> **Work instructions**: All records after this line are to be returned verbatim.

◇ ◇ ◇

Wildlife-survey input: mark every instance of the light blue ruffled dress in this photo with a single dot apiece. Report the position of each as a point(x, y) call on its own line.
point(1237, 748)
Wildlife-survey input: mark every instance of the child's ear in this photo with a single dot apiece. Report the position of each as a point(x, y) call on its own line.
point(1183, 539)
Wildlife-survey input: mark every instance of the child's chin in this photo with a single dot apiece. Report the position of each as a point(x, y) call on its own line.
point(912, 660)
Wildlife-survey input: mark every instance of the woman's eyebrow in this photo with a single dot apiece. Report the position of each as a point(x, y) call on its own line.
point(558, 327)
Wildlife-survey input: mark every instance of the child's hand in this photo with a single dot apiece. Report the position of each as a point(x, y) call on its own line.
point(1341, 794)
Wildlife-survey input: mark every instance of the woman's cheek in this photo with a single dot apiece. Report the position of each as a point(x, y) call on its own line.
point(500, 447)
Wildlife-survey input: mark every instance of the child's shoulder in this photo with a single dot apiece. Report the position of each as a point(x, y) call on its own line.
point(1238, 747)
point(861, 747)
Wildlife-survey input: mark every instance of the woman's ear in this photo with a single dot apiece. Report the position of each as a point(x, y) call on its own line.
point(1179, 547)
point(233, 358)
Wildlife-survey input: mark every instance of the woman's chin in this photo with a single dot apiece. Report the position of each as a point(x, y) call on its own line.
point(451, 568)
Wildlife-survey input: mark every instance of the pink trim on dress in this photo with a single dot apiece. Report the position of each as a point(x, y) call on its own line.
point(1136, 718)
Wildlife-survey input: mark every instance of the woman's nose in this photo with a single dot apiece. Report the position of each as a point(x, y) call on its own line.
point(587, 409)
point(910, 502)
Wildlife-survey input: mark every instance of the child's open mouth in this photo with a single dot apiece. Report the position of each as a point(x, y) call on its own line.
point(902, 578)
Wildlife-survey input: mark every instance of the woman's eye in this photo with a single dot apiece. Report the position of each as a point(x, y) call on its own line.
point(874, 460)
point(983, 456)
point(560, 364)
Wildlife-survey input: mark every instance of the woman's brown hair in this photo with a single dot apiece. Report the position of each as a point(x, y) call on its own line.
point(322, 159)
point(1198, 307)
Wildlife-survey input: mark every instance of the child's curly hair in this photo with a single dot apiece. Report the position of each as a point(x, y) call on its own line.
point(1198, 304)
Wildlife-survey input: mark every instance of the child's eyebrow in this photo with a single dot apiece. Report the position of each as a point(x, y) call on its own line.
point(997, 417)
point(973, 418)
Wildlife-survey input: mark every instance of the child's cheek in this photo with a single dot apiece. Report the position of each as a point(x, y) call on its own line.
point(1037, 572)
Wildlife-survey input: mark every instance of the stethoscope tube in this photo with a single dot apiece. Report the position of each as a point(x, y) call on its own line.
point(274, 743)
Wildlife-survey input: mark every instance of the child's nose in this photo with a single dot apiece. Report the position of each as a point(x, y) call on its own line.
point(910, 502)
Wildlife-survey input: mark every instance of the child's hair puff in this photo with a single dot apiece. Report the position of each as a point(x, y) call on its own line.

◇ ◇ ◇

> **Task result**:
Wildlife-survey input: mark every instance of the light blue ruffled dress in this photo with a single dot apiece. Report the position of each as a point(x, y) call on its own line.
point(1237, 748)
Wildlife-survey input: mark every instance of the child's ear in this photo with a single dot apiece. Report the position of each as a point(x, y) call on its own line.
point(1183, 539)
Wildlife-survey input: mark every instance of the child's chin in this photo with a single dot apiece. Report the position of each as a point(x, y) call on its own line.
point(912, 660)
Wildlife-survey input: mark every instance of the woman's eyebrow in this photo with a single dot apiece. Report the position of each as a point(x, y) call on its own line.
point(558, 327)
Wildlife-survey input: mark every instance of the child's hand in this photo with a single dot apiece. Report the position of each as a point(x, y) call on its own line.
point(1341, 794)
Wildlife-survey input: mark every instance of the woman's cheek in this photo with a single dot apiece. Report the position of each as a point(x, y) call on its own line.
point(500, 447)
Wildlife-survey input: mark every instance of the child's shoulder in this photo with a single dot apiece. Report the position of each as a point(x, y) call on its own line.
point(1238, 747)
point(861, 747)
Wildlife-survey input: mark every instance of the woman's ear in this photo with a single dot apiece. Report the position of each as a point(x, y) call on its own line.
point(1179, 547)
point(233, 358)
Wildlife-survey input: mark every instance of the woman's chin in this photo with a single dot apiece. Report the position of each as a point(x, y) call on its own line.
point(451, 568)
Wildlife-survey input: mark every instance of the pink trim on dress in this photo with a single dot apiece. Report the position of each as a point(x, y) call on its own line.
point(1136, 718)
Wildlife-survey input: mark every instance of the woman's nose in this photo with a single dot apiece. Report the position of each as a point(x, y) call on its own line.
point(587, 409)
point(910, 502)
Wildlife-survey input: mark every instance of the child's open mouth in this photo with a single dot apiece. Report the position of each as a point(x, y) call on its own line.
point(902, 578)
Wildlife-survey input: mark every instance of the woman's eye in this photo with a single dot apiece. Report the position of each as a point(x, y) call on its own line.
point(874, 460)
point(983, 456)
point(560, 364)
Wildlife-survey input: mark every instance of the woman's brown hair in this photo with a single dot apiece. Report the position of each as a point(x, y) call on its own line.
point(322, 159)
point(1198, 307)
Wildlife-survey input: mark every instance of the child's curly hair in this photo with a single dot apiece. Report the position of each as a point(x, y) call on its own line.
point(1198, 304)
Wildlife-survey input: mark every instance of the child's eyebrow in this photo with a single dot apiece. Report the position of each as a point(x, y) call on its own line.
point(997, 417)
point(973, 418)
Wildlife-survey input: mark every instance of the child's cheek in this photo with a single dot apiece. Report the position of each as a point(x, y) call on its own line.
point(1037, 572)
Wildlife-survey input: mark every instance of the stethoscope tube in this photo with a single dot apiece. Report the position of each as a point(x, y) call on its own line.
point(274, 743)
Wildlife-survey input: mark every instance of the child's nose in this photo with a single dot apiece. Report the position of each as a point(x, y) call on its own line.
point(910, 502)
Wildlife-survey input: mark every instance of the child's hair puff in this photo with a single dot apiece. Report the position of each as a point(x, y) call on its own line.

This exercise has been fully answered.